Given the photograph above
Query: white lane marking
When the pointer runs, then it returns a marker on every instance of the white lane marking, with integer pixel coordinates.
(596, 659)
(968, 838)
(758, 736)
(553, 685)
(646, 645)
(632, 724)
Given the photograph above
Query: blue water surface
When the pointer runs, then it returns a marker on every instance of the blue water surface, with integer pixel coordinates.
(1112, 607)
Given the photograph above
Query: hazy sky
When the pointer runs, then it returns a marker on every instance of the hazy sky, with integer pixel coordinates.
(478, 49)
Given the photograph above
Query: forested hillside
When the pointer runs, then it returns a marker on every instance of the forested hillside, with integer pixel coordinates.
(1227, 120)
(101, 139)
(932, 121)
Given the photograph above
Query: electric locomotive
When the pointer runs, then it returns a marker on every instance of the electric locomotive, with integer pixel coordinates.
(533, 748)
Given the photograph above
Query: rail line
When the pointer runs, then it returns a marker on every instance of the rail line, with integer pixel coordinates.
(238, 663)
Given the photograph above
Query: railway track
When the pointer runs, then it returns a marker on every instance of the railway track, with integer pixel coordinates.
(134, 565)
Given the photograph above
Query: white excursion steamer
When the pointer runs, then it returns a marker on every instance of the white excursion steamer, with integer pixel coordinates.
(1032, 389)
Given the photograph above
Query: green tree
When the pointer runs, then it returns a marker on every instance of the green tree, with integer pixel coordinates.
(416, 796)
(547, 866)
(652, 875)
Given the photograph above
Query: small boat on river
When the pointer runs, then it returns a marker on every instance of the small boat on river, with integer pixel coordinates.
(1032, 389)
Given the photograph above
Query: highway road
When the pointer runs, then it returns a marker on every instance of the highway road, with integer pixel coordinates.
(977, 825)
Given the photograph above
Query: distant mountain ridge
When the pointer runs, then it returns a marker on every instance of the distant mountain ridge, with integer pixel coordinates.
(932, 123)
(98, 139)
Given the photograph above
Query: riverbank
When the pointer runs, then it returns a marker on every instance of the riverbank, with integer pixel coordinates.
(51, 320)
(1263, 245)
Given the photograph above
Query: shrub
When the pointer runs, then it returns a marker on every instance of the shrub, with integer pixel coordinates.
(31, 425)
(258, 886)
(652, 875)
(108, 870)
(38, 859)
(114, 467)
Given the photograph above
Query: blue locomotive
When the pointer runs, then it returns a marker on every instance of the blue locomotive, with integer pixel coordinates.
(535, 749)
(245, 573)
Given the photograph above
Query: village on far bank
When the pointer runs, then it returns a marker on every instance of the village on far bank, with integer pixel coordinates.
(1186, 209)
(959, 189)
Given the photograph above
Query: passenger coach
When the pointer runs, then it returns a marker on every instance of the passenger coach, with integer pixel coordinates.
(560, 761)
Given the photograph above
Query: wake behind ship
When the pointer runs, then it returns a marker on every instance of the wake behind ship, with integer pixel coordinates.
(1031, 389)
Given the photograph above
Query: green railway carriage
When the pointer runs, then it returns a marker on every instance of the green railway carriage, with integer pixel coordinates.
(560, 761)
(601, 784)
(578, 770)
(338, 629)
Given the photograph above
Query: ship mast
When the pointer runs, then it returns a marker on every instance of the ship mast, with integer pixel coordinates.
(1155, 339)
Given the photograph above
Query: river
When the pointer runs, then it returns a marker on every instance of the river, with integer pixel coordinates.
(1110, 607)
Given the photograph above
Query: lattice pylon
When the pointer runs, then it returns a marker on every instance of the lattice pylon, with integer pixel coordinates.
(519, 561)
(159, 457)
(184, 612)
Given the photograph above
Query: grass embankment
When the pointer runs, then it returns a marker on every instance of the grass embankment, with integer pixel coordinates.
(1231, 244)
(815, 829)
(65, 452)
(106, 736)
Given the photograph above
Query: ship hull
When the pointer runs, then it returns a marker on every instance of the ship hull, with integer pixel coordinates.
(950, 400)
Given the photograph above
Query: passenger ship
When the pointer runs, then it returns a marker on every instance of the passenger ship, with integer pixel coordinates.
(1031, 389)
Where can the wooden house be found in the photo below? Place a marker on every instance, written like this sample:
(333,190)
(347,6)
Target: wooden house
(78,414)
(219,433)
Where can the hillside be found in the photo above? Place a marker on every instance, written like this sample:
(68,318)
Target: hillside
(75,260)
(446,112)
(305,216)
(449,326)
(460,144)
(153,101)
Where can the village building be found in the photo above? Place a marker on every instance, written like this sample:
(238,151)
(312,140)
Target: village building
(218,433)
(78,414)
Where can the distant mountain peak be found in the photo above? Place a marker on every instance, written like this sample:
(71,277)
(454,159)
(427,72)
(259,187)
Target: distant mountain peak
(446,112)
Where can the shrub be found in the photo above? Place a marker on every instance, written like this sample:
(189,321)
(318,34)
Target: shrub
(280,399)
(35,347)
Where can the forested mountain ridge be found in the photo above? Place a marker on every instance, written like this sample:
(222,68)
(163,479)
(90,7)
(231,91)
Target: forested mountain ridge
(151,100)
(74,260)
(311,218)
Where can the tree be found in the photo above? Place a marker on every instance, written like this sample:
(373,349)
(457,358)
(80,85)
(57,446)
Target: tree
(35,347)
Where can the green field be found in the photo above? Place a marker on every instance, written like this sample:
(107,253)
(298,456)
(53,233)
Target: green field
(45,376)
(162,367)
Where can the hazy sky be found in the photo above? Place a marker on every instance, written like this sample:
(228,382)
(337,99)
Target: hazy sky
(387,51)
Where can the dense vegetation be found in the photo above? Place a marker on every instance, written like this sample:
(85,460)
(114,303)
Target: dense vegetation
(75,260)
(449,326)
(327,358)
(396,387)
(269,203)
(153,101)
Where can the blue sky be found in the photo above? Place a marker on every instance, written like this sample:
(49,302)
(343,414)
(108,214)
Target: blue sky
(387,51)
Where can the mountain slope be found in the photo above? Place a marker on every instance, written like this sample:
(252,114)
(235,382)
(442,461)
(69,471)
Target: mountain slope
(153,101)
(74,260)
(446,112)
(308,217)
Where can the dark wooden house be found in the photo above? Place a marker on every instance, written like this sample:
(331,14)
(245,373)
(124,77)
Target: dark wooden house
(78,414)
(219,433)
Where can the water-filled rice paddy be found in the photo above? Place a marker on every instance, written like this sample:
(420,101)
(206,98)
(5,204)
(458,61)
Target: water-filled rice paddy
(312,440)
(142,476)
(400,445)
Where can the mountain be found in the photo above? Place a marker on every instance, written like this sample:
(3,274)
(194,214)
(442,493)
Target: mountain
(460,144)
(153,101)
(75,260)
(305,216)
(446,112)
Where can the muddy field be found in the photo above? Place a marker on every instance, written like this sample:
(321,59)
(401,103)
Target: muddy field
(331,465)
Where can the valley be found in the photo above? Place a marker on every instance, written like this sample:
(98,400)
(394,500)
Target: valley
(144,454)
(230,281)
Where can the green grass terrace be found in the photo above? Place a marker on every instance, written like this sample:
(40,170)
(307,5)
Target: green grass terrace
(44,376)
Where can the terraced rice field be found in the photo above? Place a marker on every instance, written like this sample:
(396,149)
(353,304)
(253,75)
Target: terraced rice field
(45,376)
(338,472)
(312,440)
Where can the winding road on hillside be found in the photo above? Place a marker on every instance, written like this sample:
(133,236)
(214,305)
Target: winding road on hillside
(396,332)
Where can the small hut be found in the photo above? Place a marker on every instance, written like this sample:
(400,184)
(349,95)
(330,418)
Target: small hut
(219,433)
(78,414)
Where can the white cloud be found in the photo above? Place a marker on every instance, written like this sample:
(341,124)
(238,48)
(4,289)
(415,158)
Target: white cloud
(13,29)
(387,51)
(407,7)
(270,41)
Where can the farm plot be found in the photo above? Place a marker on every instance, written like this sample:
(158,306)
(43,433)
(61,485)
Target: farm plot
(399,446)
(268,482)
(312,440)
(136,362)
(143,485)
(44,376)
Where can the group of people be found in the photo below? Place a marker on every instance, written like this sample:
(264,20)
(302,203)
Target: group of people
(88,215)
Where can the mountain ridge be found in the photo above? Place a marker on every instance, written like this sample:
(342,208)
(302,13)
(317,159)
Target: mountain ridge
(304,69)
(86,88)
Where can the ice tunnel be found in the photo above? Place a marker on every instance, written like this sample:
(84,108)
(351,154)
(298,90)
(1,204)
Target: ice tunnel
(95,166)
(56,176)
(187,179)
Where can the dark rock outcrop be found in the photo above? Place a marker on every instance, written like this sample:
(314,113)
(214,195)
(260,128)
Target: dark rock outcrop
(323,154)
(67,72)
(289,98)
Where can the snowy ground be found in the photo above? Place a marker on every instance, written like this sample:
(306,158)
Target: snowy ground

[Problem] Revise the listing from the line containing "Where can the white" through the end of the listing, substituting "snow cave" for "ice tunnel" and keeping everything else unchanged.

[Complete response]
Where can the white cloud be found in the photo above? Place a marker on every instance, written like this sample:
(341,124)
(238,48)
(4,289)
(415,158)
Target: white cloud
(13,29)
(387,51)
(407,7)
(270,41)
Where can the farm plot be found in the photo above? Place a marker on every instance, written like this sample:
(158,306)
(43,433)
(61,485)
Target: farm plot
(399,446)
(268,482)
(312,440)
(136,362)
(143,485)
(44,376)
Where can the group of people be found in the photo below? Place a marker on every instance, written like this sample:
(264,20)
(302,203)
Target: group of people
(88,215)
Where can the mountain ridge be found in the photo above? Place a marker on every instance, written like this sample:
(342,208)
(302,13)
(317,159)
Target: mountain ridge
(304,69)
(86,88)
Where can the snow cave be found in the photo above? Place a marker on every instance, written like this sample:
(84,108)
(351,154)
(298,90)
(1,204)
Target: snow cave
(95,166)
(56,176)
(187,179)
Where can the dark rock outcrop be found in the photo above? Place a marker on every instance, written like this sample:
(314,113)
(214,195)
(260,128)
Target: dark rock outcrop
(323,154)
(67,72)
(289,98)
Where can the snowy ground be found in the photo above? Place a marker on every instance, written like this sample:
(306,158)
Target: snowy ground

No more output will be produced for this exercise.